Copy all of the data below line for line, changing nothing.

### Dataset records
####

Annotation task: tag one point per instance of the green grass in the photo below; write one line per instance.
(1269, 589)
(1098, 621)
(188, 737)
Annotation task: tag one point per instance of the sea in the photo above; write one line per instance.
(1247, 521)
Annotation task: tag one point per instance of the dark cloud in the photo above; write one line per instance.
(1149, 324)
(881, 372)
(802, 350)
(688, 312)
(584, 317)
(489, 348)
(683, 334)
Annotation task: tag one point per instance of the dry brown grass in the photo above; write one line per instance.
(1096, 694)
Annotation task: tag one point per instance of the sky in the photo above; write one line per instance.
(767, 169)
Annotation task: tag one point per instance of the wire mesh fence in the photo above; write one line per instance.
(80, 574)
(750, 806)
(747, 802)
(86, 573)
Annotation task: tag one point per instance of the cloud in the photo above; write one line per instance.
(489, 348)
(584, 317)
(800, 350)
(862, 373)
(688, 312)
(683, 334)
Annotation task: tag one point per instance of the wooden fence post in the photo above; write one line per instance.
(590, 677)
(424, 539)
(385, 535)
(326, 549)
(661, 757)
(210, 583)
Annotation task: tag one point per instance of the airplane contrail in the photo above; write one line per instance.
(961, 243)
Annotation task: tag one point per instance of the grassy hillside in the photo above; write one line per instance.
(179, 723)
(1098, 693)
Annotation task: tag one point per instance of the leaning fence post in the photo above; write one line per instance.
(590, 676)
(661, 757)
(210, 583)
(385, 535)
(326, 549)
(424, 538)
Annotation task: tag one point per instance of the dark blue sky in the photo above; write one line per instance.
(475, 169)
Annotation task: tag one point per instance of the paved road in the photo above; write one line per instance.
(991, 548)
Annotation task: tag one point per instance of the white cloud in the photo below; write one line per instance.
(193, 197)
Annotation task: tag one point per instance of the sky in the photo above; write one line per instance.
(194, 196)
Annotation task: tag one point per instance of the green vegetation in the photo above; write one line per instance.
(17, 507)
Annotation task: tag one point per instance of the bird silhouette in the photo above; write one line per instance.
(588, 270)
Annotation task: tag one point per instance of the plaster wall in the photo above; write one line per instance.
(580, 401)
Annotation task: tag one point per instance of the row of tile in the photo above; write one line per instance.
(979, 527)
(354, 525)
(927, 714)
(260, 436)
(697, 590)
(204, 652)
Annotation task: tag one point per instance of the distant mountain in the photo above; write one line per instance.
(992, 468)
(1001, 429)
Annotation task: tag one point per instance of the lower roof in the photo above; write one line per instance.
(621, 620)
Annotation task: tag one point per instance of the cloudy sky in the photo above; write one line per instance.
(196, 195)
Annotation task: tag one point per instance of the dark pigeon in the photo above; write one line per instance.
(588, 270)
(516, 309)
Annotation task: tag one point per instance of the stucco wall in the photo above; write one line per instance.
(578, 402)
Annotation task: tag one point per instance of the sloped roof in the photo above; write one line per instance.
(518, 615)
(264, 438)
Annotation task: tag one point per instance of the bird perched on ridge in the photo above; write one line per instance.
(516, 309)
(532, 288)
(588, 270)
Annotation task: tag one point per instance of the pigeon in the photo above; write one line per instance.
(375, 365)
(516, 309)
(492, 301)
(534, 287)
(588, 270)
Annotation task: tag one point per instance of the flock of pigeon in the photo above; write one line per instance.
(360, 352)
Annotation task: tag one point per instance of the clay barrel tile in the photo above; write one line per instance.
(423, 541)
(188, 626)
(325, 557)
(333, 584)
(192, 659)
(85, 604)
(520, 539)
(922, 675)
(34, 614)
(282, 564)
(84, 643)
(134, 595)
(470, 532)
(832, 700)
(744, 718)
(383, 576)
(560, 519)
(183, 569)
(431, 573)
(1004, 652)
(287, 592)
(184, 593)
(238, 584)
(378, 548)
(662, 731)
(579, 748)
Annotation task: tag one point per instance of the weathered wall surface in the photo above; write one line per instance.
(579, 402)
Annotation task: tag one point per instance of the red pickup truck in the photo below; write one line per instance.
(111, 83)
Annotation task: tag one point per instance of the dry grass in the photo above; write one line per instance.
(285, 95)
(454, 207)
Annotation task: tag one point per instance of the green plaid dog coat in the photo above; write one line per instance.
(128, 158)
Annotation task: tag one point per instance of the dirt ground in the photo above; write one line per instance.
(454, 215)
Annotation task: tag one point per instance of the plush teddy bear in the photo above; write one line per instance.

####

### Response
Annotation task: tag one point per instance of the green grass in the photo below; write one line per instance.
(1269, 589)
(1098, 621)
(188, 737)
Annotation task: tag one point per instance of the sea in the photo above; write one line per instance.
(1247, 521)
Annotation task: tag one point per instance of the dark cloud in the photo above; write one line per instance.
(1149, 324)
(881, 372)
(802, 350)
(688, 312)
(584, 317)
(489, 348)
(683, 334)
Annotation task: tag one point per instance of the dry brown grass in the photo above; write one line per instance.
(1096, 694)
Annotation task: tag one point per instance of the sky in the photo above; write one line per instance.
(767, 169)
Annotation task: tag one point per instance of the wire mesh fence in the photo above; write one line per instance.
(80, 574)
(750, 806)
(747, 802)
(86, 573)
Annotation task: tag one point per instance of the cloud in the photo above; write one line per instance.
(489, 348)
(584, 317)
(800, 350)
(862, 373)
(688, 312)
(683, 334)
Annotation task: tag one point per instance of the wooden fence post in the photo above; write one line per instance.
(590, 677)
(424, 539)
(385, 535)
(326, 549)
(661, 757)
(210, 583)
Annotation task: tag one point per instance of the airplane contrail in the photo above; write one line per instance.
(961, 243)
Annotation task: tag one point per instance of the grassy hillside in the photo above; write one line per instance.
(179, 723)
(1098, 693)
Annotation task: tag one point per instance of the leaning fence post in the photo above; write one line per instance.
(590, 676)
(661, 757)
(210, 583)
(385, 535)
(326, 549)
(424, 538)
Annotation task: tag one point per instance of the dark blue sky in the photo above; write one line per instance.
(475, 169)
Annotation task: tag one point per instance of the paved road in the photo above; write one line per instance.
(991, 548)
Annotation task: tag one point per instance of the white cloud in the photo below; write one line per instance.
(193, 197)
Annotation task: tag one point per instance of the sky in the photo above; write one line per instance.
(194, 196)
Annotation task: tag one point per instance of the green vegetation in the photo above; write one line per instance.
(17, 507)
Annotation task: tag one point per instance of the bird silhouette in the photo above; write one line per instance.
(588, 270)
Annotation task: tag one point per instance of the plaster wall in the photo above; write one line per instance.
(580, 401)
Annotation task: tag one point per instance of the row of tile in the photo above; write one line per instance.
(979, 527)
(354, 525)
(927, 714)
(260, 436)
(697, 590)
(204, 652)
Annotation task: tag one point per instance of the distant mountain in the photo above; write one line per instance.
(992, 468)
(1001, 429)
Annotation task: tag one point per instance of the lower roof in the photo above; write one line per instance.
(621, 620)
Annotation task: tag one point per instance of the cloudy sky in the photo above; write one line per instance.
(196, 195)
Annotation task: tag one point per instance of the dark pigeon in the photo above; write one line per instance.
(588, 270)
(516, 309)
Annotation task: tag one point per instance of the stucco wall in the photo above; write one line per instance.
(578, 402)
Annotation task: tag one point per instance of the sloped roof in the photo above; write one line per instance.
(518, 615)
(264, 438)
Annotation task: tag one point per instance of the bird perched on ridge in the photo above; write one line per instance.
(516, 309)
(532, 288)
(588, 270)
Annotation task: tag one point per instance of the pigeon in the photo above; write one line per instance.
(375, 365)
(516, 309)
(492, 301)
(534, 287)
(588, 270)
Annotation task: tag one point per instance of the flock of pigeon in the photo above; write one line per instance.
(360, 352)
Annotation task: tag one point per instance of the clay barrel tile in the photo above; write one line per instance.
(423, 541)
(188, 626)
(325, 557)
(333, 584)
(192, 659)
(85, 604)
(520, 539)
(922, 675)
(34, 614)
(282, 564)
(84, 643)
(134, 595)
(470, 532)
(832, 700)
(744, 718)
(383, 576)
(560, 519)
(183, 569)
(431, 573)
(1004, 652)
(287, 592)
(184, 593)
(238, 584)
(378, 548)
(662, 731)
(579, 748)
Annotation task: tag one point per instance of the weathered wall surface in the photo above; write one line per instance.
(579, 402)
Annotation task: tag one point per instance of the red pickup truck in the photo below; write one line per instance.
(111, 83)
Annotation task: tag one point per instance of the dry grass in the photo above; write one line per instance.
(285, 95)
(454, 207)
Annotation task: tag one point per instance of the green plaid dog coat in the photo above; write one line per instance.
(128, 158)
Annotation task: tag one point per instance of the dirt ground in the photo above; write one line per instance.
(454, 215)
Annotation task: tag one point per instance of the plush teddy bear in the photo above; write one line per instance.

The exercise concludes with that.